Outro factor estrutural é a publicidade. Hoje em dia, um grande media (ou um pequeno media que queira sobreviver) tem que ter uma grande ligação à publicidade, também ela ligada a grupos económicos. A dependência da publicidade torna imperativo que os media transmitam mensagens que não entrem em contradição com os interesses dos grandes anunciantes. Isto faz com que os conteúdos acabem por ser, dentro do tal «consenso implícito», determinados por estes factores. Nos últimos anos temos mesmo um significativo exemplo da importância que tem actualmente a publicidade, que é a imprensa gratuita, que se dá ao luxo de nem sequer ser paga para ter êxito.
- Ou seja, está tudo nas mãos do poder económico…
- E temos ainda a concentração ao nível das empresas gráficas e da distribuição. O facto de em Portugal haver apenas uma grande distribuidora, ou uma e meia, cria uma enorme dependência. Os grandes grupos têm assim nas suas mãos não só a maioria dos media mas também as várias fases da produção. Isto cria uma rede que faz com que um jornalismo autónomo, independente, de esquerda, não tenha condições de sobrevivência. Nós, aliás, tivemos um exemplo, em Portugal: o jornal o Diário, que acabou por falta de publicidade. Depois, numa outra fase da influência da concentração sobre os conteúdos, há os mecanismos concretos ao nível do trabalho de redacção que faz com que as coisas sejam de uma certa maneira.
- Como?
- Nomeadamente ao nível da agenda, acerca daquilo que é ou não é «notícia». Só para dar um exemplo, os chamados «jornais de referência» (esta é uma classificação com a qual não concordo, preferia falar de media dominantes e não dominantes), ultimamente passaram, por necessidades da concorrência, a diversificar os seus conteúdos, passando a incluir páginas de jet-set. E vê-se, por exemplo, o Público a citar a Caras. Simultaneamente, e para dar só um exemplo, há em Portugal uma realidade, as colectividades de cultura e recreio, que são cerca de 20 mil e que envolvem 300 mil activistas e centenas de milhares de utilizadores. Ora nos media de grande expansão não há o mínimo reflexo desta actividade, que é profundamente popular. Isto é que será a verdadeira «sociedade civil». E não faz parte da agenda.

**PROBLEMA BREVE A**
Segundo a passagem citada, por que motivo acabou o jornal o Diário?

**EXCERTOS DA LISTAGEM**
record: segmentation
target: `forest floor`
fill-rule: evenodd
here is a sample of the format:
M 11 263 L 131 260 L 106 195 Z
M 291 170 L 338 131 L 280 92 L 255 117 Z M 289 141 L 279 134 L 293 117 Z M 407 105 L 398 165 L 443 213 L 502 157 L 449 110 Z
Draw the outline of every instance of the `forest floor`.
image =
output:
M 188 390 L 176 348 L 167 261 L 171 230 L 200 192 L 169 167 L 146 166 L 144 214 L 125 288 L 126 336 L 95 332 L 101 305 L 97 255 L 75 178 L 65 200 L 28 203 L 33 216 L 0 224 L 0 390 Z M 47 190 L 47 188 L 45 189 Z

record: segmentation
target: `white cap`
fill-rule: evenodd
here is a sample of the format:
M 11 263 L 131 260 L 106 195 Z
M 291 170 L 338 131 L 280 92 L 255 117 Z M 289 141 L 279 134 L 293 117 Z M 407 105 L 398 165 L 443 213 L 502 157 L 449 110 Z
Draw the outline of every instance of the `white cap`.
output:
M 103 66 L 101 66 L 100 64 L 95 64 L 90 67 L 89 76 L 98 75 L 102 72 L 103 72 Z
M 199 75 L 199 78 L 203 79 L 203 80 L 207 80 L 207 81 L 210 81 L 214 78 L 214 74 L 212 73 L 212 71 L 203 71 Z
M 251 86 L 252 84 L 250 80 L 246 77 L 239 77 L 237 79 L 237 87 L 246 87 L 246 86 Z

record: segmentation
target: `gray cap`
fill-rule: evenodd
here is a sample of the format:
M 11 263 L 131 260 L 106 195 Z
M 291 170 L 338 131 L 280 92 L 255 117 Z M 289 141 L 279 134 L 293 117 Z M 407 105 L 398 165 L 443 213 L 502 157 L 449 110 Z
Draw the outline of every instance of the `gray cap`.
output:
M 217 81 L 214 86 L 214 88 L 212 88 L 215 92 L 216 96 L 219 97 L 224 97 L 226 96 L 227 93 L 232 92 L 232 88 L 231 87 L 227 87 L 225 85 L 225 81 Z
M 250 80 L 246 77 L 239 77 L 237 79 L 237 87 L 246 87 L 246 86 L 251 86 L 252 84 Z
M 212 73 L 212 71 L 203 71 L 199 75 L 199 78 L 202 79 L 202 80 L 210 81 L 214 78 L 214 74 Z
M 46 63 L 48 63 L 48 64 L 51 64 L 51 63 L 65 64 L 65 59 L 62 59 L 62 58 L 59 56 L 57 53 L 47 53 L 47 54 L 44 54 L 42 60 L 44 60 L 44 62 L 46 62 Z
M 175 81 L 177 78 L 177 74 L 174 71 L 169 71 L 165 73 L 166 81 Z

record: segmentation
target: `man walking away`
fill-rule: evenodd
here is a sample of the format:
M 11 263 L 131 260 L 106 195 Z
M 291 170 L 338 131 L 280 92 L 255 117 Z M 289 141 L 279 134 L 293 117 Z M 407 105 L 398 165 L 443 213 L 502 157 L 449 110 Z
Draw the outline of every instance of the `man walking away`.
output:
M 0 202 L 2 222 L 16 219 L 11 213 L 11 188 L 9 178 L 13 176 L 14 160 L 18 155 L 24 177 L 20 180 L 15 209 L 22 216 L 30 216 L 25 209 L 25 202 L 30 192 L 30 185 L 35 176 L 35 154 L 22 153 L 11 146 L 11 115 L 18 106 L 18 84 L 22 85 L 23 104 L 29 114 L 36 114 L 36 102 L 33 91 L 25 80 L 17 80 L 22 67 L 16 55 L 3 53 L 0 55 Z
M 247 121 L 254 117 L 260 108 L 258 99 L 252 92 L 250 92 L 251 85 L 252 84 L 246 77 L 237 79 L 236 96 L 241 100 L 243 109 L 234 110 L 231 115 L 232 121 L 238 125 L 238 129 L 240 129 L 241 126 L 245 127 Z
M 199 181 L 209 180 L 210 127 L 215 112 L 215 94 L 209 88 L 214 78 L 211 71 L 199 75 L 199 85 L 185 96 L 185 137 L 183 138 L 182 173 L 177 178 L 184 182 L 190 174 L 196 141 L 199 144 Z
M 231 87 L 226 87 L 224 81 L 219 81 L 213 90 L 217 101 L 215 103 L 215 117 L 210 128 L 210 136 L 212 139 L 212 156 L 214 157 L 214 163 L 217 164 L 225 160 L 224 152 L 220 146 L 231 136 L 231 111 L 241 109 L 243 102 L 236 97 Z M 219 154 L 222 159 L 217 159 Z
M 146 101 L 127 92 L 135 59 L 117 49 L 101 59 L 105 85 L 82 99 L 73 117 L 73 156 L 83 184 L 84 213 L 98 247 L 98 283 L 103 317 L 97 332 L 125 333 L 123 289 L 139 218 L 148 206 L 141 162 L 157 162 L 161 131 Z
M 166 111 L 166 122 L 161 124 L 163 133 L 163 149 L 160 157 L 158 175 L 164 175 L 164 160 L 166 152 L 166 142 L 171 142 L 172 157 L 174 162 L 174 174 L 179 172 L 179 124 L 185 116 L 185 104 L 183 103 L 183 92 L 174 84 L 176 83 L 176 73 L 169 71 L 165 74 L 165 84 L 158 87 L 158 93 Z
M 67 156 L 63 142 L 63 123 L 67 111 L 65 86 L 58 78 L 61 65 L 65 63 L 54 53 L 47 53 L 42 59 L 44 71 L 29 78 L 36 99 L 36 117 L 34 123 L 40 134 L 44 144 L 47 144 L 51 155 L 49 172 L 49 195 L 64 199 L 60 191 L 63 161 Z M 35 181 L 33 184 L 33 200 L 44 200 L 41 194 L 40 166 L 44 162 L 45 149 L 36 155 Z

**PROBLEMA BREVE B**
Copie sem alterações as linhas da listagem, começando no início da listagem e terminando na linha que contém "M 251 86 L 252", incluída.

**RESPOSTA CERTA A**
Acabou por falta de publicidade.

**RESPOSTA CERTA B**
record: segmentation
target: `forest floor`
fill-rule: evenodd
here is a sample of the format:
M 11 263 L 131 260 L 106 195 Z
M 291 170 L 338 131 L 280 92 L 255 117 Z M 289 141 L 279 134 L 293 117 Z M 407 105 L 398 165 L 443 213 L 502 157 L 449 110 Z
Draw the outline of every instance of the `forest floor`.
image =
output:
M 188 390 L 176 348 L 167 261 L 171 230 L 200 192 L 169 167 L 146 166 L 144 214 L 125 288 L 126 336 L 95 332 L 101 305 L 97 255 L 75 178 L 65 200 L 28 203 L 33 216 L 0 224 L 0 390 Z M 47 190 L 47 188 L 45 189 Z

record: segmentation
target: `white cap`
fill-rule: evenodd
here is a sample of the format:
M 11 263 L 131 260 L 106 195 Z
M 291 170 L 338 131 L 280 92 L 255 117 Z M 289 141 L 279 134 L 293 117 Z M 407 105 L 398 165 L 443 213 L 502 157 L 449 110 Z
Draw the outline of every instance of the `white cap`.
output:
M 103 66 L 101 66 L 100 64 L 95 64 L 90 67 L 89 76 L 98 75 L 102 72 L 103 72 Z
M 199 75 L 199 78 L 203 79 L 203 80 L 207 80 L 207 81 L 210 81 L 214 78 L 214 74 L 212 73 L 212 71 L 203 71 Z
M 251 86 L 252 84 L 250 80 L 246 77 L 239 77 L 237 79 L 237 87 L 246 87 L 246 86 Z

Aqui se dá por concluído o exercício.